§ **TUGAS DIKERJAKAN**
Menurut kutipan tentang Istana Hinggap, Belanda menjadikan rumah itu sebagai apa?

§ **KUTIPAN TEKS**
════

Selama berada di Pekanbaru, Sultan akan menginap di Istana Hinggap.
Baca Juga:Data dari Perusahaan yang Lapor, Lebih 900 Karyawan di Pekanbaru Dirumahkan
2. Istana Hinggap
Rumah yang dijuluki Istana Hinggap ini juga merupakan kediaman Tuan Kadi Haji Zakaria, seorang mufti Kesultanan Siak pada masa pemerintahan Sultan Syarif Hasyim, dan yang mengajarkan Sultan Syarif Kasim II perihal ilmu agama Islam.
Menjadi tempat menginap bagi Sultan Syarif Kasim II selama berada di Pekanbaru, sehingga rumah ini memiliki sebuah kamar khusus untuk sultan saat ia menginap di rumah sang guru.
Rumah bergaya Indische ini dibangun sekitar awal 1900-an, di masa agresi militer Belanda ke II tahun 1949.
Belanda menjadikan rumah ini sebagai penjara dan rumah sakit. Rumah ini juga pernah menjadi tempat berlangsungnya rapat pembentukan Provinsi Riau.

════

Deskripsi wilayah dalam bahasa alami
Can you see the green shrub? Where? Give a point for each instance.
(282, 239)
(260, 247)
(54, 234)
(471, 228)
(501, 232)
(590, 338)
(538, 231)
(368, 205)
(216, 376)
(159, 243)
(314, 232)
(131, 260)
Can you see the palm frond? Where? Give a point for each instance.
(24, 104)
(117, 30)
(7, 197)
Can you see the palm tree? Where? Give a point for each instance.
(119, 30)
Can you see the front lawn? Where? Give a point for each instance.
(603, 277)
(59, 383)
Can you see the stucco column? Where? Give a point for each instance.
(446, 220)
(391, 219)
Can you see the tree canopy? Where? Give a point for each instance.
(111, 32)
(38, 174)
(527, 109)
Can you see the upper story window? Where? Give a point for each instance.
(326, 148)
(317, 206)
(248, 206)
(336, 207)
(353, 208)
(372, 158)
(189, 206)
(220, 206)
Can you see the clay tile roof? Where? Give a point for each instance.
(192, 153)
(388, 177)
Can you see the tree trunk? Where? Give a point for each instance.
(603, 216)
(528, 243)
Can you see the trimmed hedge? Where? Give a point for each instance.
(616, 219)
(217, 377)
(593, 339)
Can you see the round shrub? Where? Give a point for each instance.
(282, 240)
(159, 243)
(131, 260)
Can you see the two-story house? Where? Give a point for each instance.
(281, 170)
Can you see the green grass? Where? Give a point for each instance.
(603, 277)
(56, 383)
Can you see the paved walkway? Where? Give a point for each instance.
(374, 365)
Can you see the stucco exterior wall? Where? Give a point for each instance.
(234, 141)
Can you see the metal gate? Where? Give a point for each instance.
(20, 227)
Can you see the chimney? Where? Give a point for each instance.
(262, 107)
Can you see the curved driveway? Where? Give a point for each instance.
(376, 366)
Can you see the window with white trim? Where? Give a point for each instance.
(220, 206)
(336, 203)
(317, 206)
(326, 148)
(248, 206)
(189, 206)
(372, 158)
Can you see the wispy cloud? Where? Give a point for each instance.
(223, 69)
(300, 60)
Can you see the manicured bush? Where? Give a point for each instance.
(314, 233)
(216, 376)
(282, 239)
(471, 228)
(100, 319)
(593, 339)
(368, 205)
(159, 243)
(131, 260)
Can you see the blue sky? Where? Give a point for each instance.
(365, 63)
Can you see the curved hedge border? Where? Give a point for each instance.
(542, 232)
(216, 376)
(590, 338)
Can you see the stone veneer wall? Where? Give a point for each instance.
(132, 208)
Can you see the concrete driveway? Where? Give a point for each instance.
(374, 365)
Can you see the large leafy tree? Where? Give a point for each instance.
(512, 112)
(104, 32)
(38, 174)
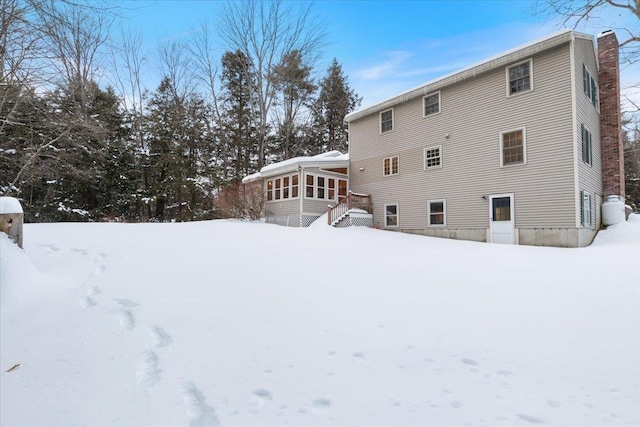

════

§ **HASIL TUGAS**
Penjara dan rumah sakit.